それゆえ、ただ次男の大臣の北家だけがたいへん栄え、山階寺(やましなでら・興福寺の別称)の西にある佐保殿(さほどの)という所は、この大臣のご邸宅でありました。そこで、この大臣のご子孫が氏の長者としてその佐保殿にお着きになったとき、まず庭において礼拝してから上におあがりになります。それというのも、房前の大臣のご肖像がその佐保殿に模写して置いてあるからです。
されば、淡海公のご子孫は以上のようであります――とこう語り伝えているということです。
【原文】
【翻訳】
柳瀬照美
【校正】
柳瀬照美・草野真一
【協力】
草野真一
【解説】
柳瀬照美
中大兄皇子と共に大化の改新を推し進めた中臣鎌足(614-669)が臨終の際に藤原姓を賜り、56歳で病没したとき、息子の不比等は11歳だった。その後、文武天皇の2年(698)の詔で藤原朝臣姓は不比等の家系のみに限定されると定められ、皇室の外戚となって後年の繁栄の礎を築いたこともあり、藤原氏の実質的な祖は、藤原不比等(ふじわらのふひと・659-720)だと言える。
母は車持国子君の娘、与志古娘(よしこのいらつめ)で、16歳年長の同母兄に僧となった定恵(じょうえ)がいる。定恵は11歳で学問僧として遣唐使船で中国・唐へ赴き、12年後、半島の百済経由で帰国するが、23歳の若さで亡くなったという。このとき不比等はまだ7歳、異母姉妹はいても鎌足の息子は彼ひとりとなった。
山科の田辺史大隅(たなべのふひとおおすみ)の家で養われ、天智天皇亡きあと、長子の大友皇子と皇弟の大海人皇子が戦った壬申の乱のときは14歳である。
天武8年(679)、21歳になった不比等は官人として飛鳥浄御原の朝廷へ出仕を始め、天武・持統を両親とする草壁皇子(くさかべのおうじ)に仕える。ちなみに皇太子のまま死去した草壁皇子の妃は阿閉(あべ)皇女(のちの元明)、子女には、軽皇子(文武)、氷高内親王(元正)、吉備内親王(長屋王妻)がいて、不比等の後半生に大きく関わってくる。
持統期に法律と文筆の才を買われて、判事に任命され、以後、不比等は大宝律令・養老律令という法典の編纂の中心となって、律令による徹底的な全国支配の組織と運営方式を整え、律令国家の体制を完成させるうえでの最大の功労者となった。同時に、賀茂比売(かものひめ)を母とする娘の宮子(みやこ)を文武天皇の夫人とし、二人の間に生まれた聖武天皇にも同じく、県犬養三千代(あがたいぬかいのみちよ)を母とする安宿媛(あすかべひめ・光明子)を入れて光明皇后とし、天皇家と姻戚関係を結ぶことによって、藤原氏の貴族としての地位を確立するうえで決定的な役割を果たした。

————

> _問題 A_:
藤原氏に関する文章のうち、【】で囲まれた見出しを、出てくる順にすべて挙げよ。

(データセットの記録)

————

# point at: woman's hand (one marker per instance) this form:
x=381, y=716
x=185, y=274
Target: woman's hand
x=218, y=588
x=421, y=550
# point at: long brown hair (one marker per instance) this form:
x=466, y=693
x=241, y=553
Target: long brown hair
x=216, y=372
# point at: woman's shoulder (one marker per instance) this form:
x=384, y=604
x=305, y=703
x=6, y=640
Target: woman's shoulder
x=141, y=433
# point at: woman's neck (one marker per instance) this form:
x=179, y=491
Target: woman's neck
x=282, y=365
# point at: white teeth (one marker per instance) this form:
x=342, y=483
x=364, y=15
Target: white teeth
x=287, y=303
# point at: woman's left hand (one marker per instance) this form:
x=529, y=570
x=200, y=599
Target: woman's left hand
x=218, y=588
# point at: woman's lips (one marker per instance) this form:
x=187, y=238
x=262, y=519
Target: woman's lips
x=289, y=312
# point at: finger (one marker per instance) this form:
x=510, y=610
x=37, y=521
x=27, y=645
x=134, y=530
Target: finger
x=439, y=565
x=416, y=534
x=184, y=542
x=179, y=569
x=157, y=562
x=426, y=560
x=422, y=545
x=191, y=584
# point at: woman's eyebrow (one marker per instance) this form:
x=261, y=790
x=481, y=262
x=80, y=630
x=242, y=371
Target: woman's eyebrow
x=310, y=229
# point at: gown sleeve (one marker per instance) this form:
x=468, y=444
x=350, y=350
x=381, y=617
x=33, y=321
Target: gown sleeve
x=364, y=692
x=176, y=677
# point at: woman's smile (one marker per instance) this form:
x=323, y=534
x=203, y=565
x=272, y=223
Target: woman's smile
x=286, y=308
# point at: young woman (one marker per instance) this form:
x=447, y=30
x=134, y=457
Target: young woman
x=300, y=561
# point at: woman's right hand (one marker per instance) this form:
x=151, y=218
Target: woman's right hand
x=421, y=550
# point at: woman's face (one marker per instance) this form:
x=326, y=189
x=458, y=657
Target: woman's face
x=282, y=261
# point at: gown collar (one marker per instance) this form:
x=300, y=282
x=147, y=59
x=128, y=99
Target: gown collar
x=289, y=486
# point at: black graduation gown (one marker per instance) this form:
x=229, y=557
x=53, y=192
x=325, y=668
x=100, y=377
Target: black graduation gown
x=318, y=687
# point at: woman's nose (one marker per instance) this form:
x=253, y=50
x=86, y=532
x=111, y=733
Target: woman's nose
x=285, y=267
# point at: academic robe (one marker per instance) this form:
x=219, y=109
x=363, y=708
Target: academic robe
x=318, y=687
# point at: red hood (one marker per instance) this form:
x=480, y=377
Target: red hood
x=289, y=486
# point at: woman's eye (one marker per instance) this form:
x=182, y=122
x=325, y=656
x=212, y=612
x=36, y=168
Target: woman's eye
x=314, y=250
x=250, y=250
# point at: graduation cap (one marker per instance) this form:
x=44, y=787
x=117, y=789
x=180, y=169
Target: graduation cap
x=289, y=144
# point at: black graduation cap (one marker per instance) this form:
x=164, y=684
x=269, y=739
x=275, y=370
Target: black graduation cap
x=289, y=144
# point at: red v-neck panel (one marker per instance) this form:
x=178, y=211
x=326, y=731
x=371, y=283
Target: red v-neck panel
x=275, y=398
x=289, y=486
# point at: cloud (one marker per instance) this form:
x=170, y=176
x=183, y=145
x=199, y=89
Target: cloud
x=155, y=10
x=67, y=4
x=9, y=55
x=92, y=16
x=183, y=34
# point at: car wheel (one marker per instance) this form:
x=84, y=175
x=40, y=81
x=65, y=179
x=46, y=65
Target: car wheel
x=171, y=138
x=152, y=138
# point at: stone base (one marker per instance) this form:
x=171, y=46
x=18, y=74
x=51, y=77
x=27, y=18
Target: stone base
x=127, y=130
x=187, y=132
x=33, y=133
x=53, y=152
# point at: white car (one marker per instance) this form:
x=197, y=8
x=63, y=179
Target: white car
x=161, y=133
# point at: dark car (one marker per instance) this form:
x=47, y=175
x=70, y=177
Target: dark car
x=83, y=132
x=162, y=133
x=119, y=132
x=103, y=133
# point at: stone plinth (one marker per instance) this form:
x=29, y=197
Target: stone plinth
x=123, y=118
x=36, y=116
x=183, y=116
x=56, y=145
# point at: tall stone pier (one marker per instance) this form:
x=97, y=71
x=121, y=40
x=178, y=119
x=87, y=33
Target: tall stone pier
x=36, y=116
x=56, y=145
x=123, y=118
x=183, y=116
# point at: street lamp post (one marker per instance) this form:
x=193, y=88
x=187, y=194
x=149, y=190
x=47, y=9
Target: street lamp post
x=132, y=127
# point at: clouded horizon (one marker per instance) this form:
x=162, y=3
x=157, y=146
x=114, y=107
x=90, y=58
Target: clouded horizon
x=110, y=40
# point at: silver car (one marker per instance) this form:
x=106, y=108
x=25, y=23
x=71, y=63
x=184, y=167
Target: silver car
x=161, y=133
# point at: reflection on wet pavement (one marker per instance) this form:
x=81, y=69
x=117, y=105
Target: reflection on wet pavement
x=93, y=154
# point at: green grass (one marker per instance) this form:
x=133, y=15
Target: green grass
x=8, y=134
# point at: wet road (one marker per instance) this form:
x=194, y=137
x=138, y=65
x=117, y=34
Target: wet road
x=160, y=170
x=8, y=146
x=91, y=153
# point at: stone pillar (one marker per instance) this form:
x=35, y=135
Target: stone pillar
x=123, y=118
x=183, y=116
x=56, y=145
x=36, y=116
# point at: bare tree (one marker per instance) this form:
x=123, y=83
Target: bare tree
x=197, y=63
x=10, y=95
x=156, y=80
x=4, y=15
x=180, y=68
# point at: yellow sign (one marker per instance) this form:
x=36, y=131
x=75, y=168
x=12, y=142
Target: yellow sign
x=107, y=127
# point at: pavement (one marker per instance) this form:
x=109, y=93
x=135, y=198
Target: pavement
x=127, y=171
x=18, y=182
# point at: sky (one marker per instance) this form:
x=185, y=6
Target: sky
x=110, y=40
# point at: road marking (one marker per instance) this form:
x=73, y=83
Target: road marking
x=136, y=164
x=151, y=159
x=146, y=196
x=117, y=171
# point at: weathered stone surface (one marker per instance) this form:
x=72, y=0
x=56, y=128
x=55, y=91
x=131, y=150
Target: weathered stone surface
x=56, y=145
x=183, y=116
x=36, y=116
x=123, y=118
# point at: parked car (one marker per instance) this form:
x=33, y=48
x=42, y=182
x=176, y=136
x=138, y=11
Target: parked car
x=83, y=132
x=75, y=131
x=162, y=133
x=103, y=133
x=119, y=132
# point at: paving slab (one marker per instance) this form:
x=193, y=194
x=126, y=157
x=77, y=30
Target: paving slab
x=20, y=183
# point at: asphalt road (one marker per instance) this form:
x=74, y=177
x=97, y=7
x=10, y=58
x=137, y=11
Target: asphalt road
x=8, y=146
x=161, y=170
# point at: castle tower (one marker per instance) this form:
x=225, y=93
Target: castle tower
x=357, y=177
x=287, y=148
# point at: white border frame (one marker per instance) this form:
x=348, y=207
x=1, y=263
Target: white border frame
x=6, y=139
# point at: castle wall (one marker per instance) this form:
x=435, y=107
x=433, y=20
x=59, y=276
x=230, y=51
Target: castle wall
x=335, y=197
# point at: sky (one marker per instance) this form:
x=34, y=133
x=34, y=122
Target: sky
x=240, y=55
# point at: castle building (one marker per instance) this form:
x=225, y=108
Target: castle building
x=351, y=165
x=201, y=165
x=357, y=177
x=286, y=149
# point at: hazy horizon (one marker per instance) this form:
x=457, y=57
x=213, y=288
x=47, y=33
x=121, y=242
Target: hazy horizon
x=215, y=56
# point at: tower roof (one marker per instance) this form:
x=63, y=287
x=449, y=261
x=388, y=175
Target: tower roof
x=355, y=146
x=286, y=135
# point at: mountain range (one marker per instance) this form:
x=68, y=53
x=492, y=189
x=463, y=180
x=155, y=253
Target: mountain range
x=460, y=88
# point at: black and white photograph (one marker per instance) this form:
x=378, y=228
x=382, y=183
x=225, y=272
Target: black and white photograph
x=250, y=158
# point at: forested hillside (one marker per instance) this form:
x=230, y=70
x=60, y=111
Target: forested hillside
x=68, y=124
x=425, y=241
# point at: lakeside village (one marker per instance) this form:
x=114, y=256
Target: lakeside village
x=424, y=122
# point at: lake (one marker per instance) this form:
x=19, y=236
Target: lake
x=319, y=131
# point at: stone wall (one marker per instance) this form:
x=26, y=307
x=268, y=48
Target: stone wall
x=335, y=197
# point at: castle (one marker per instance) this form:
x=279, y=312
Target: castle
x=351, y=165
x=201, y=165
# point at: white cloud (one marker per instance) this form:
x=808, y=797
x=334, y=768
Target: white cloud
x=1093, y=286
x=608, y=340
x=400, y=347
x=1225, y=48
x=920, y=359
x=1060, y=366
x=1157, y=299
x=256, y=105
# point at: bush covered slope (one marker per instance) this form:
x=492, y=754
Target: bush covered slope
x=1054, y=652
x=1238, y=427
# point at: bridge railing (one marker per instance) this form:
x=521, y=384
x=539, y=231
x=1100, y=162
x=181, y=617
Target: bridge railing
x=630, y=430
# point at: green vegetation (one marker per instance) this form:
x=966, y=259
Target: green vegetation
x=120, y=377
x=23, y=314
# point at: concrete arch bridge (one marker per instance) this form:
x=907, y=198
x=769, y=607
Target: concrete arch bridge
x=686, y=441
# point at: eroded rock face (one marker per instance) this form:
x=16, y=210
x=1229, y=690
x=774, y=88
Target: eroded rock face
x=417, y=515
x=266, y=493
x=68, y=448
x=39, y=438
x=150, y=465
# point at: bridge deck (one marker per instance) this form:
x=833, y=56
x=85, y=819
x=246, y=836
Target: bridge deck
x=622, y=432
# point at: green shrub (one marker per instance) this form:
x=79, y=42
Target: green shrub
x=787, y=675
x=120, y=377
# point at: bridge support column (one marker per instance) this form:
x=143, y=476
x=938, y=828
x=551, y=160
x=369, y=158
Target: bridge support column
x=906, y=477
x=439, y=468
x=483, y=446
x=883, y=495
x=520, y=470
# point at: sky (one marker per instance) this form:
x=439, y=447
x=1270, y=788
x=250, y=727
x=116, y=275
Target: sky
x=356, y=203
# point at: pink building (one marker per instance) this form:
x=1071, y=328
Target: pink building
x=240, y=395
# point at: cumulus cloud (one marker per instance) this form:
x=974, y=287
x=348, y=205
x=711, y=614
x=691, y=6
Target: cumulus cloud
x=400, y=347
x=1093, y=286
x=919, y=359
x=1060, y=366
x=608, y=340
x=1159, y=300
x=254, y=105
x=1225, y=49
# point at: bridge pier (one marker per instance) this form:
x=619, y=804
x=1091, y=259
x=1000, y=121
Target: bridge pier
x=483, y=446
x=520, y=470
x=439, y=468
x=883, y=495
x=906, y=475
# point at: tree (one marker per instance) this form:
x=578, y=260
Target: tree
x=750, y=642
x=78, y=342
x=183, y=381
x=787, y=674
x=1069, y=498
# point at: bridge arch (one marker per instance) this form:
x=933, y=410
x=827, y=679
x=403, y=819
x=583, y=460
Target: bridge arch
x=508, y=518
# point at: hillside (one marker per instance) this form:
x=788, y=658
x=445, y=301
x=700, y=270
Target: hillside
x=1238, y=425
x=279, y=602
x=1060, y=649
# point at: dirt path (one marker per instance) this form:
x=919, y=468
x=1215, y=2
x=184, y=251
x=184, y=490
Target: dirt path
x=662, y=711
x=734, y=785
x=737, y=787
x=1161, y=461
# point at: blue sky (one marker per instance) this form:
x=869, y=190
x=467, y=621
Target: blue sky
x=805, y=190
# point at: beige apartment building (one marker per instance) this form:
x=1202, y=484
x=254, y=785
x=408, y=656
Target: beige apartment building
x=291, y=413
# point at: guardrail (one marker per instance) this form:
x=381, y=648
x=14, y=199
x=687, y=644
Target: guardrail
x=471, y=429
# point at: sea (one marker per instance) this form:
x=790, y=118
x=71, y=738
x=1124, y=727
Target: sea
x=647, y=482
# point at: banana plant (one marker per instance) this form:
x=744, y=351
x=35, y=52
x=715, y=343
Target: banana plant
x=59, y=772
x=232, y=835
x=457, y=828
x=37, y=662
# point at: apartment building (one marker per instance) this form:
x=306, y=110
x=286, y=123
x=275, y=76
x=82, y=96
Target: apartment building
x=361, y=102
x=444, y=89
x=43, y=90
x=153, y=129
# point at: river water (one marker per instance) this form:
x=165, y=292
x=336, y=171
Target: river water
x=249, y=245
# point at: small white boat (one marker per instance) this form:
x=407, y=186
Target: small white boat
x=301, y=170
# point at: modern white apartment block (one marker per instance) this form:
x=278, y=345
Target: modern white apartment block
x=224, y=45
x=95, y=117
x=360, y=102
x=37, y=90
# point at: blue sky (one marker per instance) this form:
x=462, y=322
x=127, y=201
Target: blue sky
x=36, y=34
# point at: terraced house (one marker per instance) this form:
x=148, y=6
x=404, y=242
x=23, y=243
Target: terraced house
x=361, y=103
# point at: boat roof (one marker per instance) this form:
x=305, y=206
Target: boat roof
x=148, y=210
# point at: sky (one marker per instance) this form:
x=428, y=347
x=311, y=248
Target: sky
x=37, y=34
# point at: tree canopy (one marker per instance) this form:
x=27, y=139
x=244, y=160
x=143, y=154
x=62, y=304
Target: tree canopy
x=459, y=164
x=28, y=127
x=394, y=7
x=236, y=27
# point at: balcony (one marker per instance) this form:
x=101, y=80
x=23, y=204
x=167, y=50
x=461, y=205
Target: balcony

————

> _問題 B_:
記録の中で、「# point at: bridge railing」を含む行から「x=1225, y=49」を含む行までを、両端の行も含めて一字も変えずに書き写すこと。

> _解答全文 A_:
【原文】、【翻訳】、【校正】、【協力】、【解説】

> _解答全文 B_:
# point at: bridge railing (one marker per instance) this form:
x=521, y=384
x=539, y=231
x=1100, y=162
x=181, y=617
Target: bridge railing
x=630, y=430
# point at: green vegetation (one marker per instance) this form:
x=966, y=259
Target: green vegetation
x=120, y=377
x=23, y=314
# point at: concrete arch bridge (one marker per instance) this form:
x=907, y=198
x=769, y=607
Target: concrete arch bridge
x=686, y=441
# point at: eroded rock face (one marker per instance) this form:
x=16, y=210
x=1229, y=690
x=774, y=88
Target: eroded rock face
x=417, y=515
x=266, y=493
x=68, y=448
x=39, y=438
x=150, y=465
# point at: bridge deck (one marker per instance) this form:
x=833, y=56
x=85, y=819
x=246, y=836
Target: bridge deck
x=622, y=432
# point at: green shrub (one marker per instance) this form:
x=79, y=42
Target: green shrub
x=787, y=675
x=120, y=377
# point at: bridge support column (one marker per instance) this form:
x=143, y=476
x=938, y=828
x=551, y=160
x=369, y=158
Target: bridge support column
x=906, y=477
x=439, y=468
x=483, y=446
x=883, y=495
x=520, y=470
# point at: sky (one marker per instance) this form:
x=439, y=447
x=1270, y=788
x=250, y=727
x=116, y=275
Target: sky
x=356, y=203
# point at: pink building (one marker per instance) this form:
x=1071, y=328
Target: pink building
x=240, y=395
# point at: cumulus cloud (one marker per instance) this form:
x=974, y=287
x=348, y=205
x=711, y=614
x=691, y=6
Target: cumulus cloud
x=400, y=347
x=1093, y=286
x=919, y=359
x=1060, y=366
x=608, y=340
x=1159, y=300
x=254, y=105
x=1225, y=49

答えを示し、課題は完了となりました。